WRITTEN EXERCISE 1 ::
Answer these questions from the passage about the Wisconsin protest, one line each:
(a) At which entrance of the Capitol did the musicians play?
(b) What song did the rockers finish with?
(c) During which decades did Guthrie lend his voice to many a strike?

Jul 10, 2011
A week into the struggle to defend the working families of Wisconsin from the assault on their rights by Gov. Scott Walker and his legislative allies, a group of rockers from around the country showed up to sing in solidarity with the tens of thousands of Wisconsinites who had gathered outside the Capitol. Tom Morello from Rage Against the Machine and Audioslave, Wayne Kramer from the MC5, Mike McColgan from the Dropkick Murphys and the Street Dogs, and a band of young musicians packed the stage at the State Street entrance on a February day when it was so cold that they joked about trying to play guitars with frozen fingers.
The rockers finished with a song that everyone knew: Woody Guthrie's "This Land Is Your Land."
Guthrie, a union man who placed his voice in the service of many a strike during the rabble-rousing years of the 1930s and 1940s, wrote some of America's finest labor songs. But "This Land Is Your Land" struck a deeper note. It was not just about the dignity of work. It was about the dignity of Americans and their right to expect more from their country than the same poverty, discrimination and neglect that he associated with the totalitarian states of Europe and the colonies of Africa and southern Asia.

MATERIAL ::
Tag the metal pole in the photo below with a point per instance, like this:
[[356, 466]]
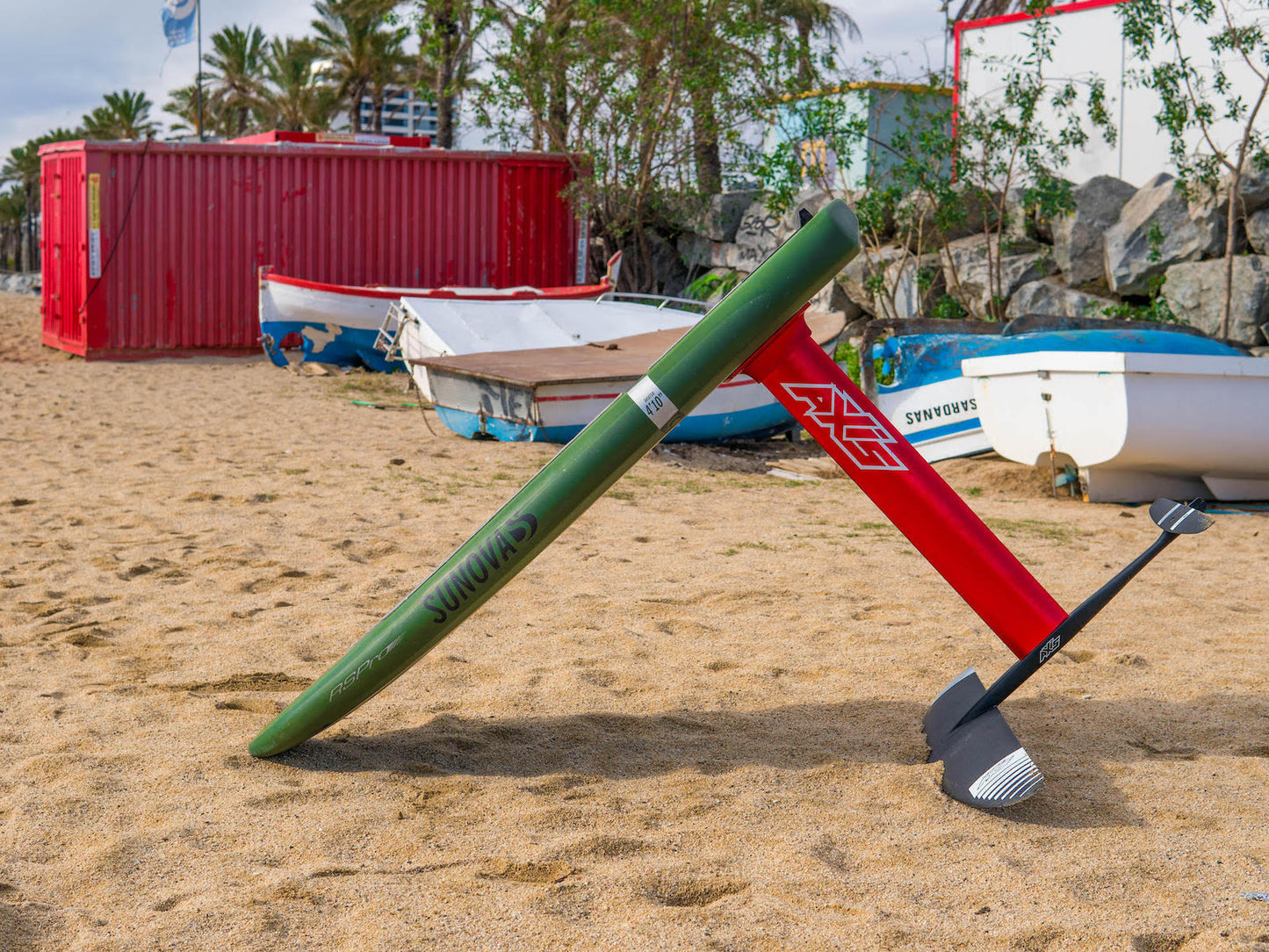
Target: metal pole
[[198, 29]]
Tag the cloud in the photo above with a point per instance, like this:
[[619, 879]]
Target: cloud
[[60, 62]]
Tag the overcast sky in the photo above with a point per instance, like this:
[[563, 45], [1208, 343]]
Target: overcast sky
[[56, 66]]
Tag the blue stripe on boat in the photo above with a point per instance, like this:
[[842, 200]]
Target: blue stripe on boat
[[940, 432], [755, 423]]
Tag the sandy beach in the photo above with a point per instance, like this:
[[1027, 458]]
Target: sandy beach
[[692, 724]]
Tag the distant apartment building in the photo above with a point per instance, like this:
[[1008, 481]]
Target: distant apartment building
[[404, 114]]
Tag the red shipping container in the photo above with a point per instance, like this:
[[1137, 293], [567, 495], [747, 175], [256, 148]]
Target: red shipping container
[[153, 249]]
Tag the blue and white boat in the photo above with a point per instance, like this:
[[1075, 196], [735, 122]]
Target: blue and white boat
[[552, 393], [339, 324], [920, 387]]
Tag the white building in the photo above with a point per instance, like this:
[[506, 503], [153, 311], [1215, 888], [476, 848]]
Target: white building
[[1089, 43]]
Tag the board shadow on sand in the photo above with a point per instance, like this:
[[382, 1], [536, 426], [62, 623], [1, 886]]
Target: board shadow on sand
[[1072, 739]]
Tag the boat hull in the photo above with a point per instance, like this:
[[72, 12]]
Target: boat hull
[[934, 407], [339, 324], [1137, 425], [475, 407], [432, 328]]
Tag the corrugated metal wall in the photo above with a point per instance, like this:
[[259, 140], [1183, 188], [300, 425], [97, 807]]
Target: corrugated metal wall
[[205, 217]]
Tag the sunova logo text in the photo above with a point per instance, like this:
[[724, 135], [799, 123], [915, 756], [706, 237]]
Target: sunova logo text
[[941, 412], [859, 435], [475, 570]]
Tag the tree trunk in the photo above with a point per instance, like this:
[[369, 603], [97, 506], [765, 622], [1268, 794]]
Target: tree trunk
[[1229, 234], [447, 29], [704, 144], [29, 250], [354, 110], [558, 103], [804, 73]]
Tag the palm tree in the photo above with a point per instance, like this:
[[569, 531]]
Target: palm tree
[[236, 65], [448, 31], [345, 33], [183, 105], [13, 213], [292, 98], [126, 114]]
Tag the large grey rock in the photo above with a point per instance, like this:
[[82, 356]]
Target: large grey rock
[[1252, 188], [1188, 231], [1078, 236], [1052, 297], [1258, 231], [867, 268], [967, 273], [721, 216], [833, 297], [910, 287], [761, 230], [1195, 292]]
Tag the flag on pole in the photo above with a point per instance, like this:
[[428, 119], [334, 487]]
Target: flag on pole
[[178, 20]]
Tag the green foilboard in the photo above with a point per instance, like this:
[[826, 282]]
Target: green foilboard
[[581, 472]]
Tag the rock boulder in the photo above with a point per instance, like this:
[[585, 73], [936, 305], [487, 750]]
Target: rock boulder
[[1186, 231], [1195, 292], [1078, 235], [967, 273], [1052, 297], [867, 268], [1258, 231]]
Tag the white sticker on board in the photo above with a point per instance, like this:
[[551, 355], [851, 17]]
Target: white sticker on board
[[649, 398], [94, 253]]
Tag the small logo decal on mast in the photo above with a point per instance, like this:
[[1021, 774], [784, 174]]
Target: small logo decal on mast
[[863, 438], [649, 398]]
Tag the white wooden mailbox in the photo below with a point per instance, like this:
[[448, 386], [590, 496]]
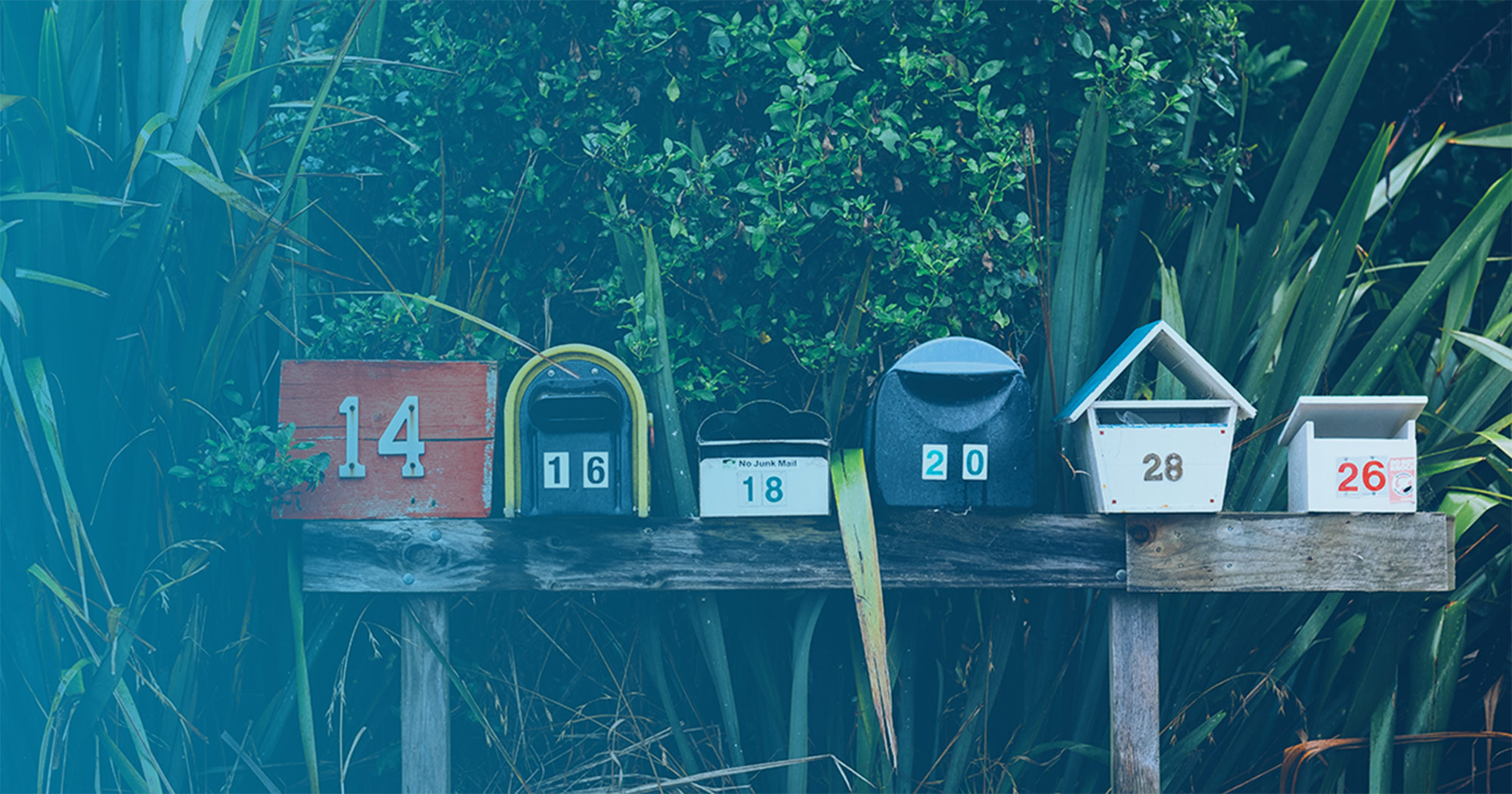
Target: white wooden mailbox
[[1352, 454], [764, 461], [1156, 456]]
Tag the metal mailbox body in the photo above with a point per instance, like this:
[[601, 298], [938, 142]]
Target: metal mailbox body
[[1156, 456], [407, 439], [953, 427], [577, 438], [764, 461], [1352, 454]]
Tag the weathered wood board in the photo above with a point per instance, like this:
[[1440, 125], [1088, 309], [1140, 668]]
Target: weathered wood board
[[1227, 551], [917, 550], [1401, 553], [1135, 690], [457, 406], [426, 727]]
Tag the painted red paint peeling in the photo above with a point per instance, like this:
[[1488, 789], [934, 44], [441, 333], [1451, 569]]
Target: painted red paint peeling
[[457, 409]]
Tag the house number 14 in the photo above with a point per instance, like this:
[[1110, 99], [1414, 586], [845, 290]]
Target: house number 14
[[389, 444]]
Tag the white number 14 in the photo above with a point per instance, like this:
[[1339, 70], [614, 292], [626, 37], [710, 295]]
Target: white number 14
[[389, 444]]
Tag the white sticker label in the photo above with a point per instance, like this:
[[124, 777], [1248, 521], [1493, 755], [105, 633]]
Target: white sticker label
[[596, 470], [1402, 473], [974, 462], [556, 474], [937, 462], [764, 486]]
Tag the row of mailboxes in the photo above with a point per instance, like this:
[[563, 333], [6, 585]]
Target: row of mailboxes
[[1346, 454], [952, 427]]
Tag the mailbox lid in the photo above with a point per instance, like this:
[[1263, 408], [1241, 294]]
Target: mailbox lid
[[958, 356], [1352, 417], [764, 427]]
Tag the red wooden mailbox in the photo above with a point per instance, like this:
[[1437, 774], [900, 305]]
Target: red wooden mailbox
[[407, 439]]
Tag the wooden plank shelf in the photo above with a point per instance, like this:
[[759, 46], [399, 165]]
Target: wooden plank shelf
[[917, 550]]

==

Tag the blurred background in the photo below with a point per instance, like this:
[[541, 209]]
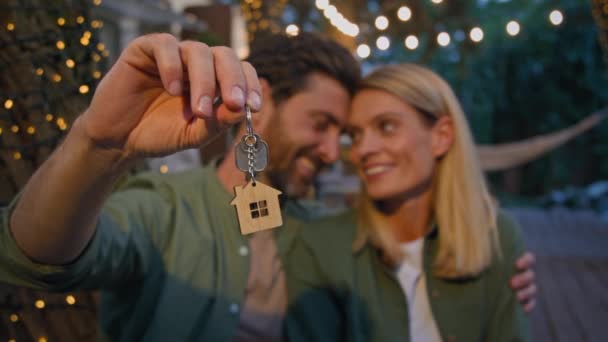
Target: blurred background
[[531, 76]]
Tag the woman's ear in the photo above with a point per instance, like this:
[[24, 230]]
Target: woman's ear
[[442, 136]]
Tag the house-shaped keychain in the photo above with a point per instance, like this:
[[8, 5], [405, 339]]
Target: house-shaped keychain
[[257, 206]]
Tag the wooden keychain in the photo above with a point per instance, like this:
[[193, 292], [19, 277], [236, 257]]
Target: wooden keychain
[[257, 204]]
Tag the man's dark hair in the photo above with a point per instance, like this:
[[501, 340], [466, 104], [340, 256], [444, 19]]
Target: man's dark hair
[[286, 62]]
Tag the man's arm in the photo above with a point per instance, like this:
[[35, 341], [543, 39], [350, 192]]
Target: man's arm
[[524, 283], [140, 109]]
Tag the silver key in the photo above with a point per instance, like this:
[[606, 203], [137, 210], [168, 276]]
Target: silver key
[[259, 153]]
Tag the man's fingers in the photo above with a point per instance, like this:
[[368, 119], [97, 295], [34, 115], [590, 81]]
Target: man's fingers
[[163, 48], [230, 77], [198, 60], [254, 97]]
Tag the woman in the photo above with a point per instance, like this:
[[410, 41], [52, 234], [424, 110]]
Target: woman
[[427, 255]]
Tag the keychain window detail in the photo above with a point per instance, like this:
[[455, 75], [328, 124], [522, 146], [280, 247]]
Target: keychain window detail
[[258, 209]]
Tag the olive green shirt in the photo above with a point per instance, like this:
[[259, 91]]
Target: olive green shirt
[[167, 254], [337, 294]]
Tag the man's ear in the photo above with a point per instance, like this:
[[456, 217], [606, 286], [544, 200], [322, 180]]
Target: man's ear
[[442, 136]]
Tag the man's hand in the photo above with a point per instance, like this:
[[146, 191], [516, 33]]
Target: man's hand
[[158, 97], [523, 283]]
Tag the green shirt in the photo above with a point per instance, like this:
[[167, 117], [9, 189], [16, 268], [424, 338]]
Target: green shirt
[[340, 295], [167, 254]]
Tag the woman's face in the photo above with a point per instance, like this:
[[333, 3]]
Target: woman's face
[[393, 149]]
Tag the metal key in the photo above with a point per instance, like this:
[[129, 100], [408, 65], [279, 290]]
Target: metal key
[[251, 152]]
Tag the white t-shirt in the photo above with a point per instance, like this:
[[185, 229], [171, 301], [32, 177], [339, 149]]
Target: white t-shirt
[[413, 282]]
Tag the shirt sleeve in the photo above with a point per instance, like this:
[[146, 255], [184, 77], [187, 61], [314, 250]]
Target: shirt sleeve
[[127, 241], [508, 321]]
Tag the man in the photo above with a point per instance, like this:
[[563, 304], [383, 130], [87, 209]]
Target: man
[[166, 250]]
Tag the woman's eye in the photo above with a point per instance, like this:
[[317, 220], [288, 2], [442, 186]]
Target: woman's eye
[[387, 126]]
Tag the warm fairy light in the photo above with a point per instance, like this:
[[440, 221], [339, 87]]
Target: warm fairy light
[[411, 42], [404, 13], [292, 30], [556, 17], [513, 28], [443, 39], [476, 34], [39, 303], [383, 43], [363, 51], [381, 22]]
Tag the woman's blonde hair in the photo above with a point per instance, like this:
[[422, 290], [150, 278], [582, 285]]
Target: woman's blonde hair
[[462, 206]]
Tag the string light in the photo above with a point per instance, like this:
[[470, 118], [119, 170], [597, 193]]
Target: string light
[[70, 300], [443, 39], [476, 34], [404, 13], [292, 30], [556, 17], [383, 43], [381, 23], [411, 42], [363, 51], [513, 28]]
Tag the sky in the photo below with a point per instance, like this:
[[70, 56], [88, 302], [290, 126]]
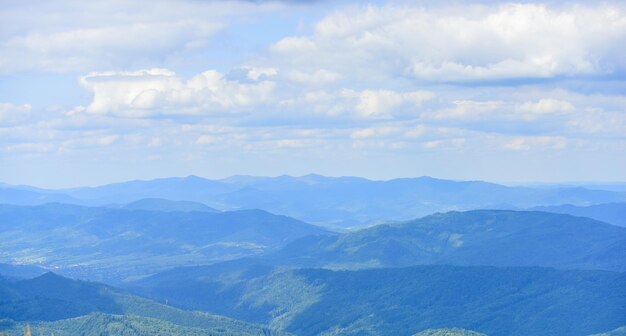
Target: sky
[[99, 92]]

WRITTEN EXERCISE 2 ::
In the records, rewrite the lines from the one containing "Tag the corrugated" up to and including the one containing "[[581, 472]]", changing "Target" to "Object" and leaving everything else the same.

CORRECT ANSWER 1 ::
(a) The State Street entrance.
(b) Woody Guthrie's "This Land Is Your Land."
(c) The 1930s and 1940s.

CORRECT ANSWER 2 ::
Tag the corrugated metal wall in the photo above with a point per instance, like this:
[[259, 140], [1183, 188], [300, 425], [97, 807]]
Object: corrugated metal wall
[[205, 217]]
Tag the sunova logo text in the photo above with a point per instance, like this:
[[724, 135], [799, 123], [915, 756], [706, 237]]
Object: sunova logo text
[[941, 412], [859, 435], [475, 570]]
Tag the tree trunk in the photo above with a point per instance, like this:
[[369, 603], [97, 506], [765, 622], [1268, 794]]
Object: tree trunk
[[1229, 234], [447, 29], [704, 144], [29, 250], [354, 110], [558, 103], [804, 73]]
Tag the palm tree in the photo above with a point per instance, like this:
[[569, 531]]
Object: palm tree
[[236, 65], [448, 31], [345, 33], [183, 105], [13, 213], [292, 98], [126, 114]]
Tag the large grey rock in the photo above with a point per instance, like this:
[[82, 356]]
Object: large grey rock
[[1252, 188], [1188, 231], [1078, 236], [1052, 297], [1258, 231], [867, 268], [967, 273], [721, 216], [833, 297], [910, 287], [761, 230], [1195, 292]]
Tag the flag on pole in the photo above with a point per instance, like this:
[[428, 119], [334, 487]]
Object: flag on pole
[[178, 20]]
Tag the green foilboard in the photo above with a point per instance, like this:
[[826, 282]]
Object: green foilboard
[[581, 472]]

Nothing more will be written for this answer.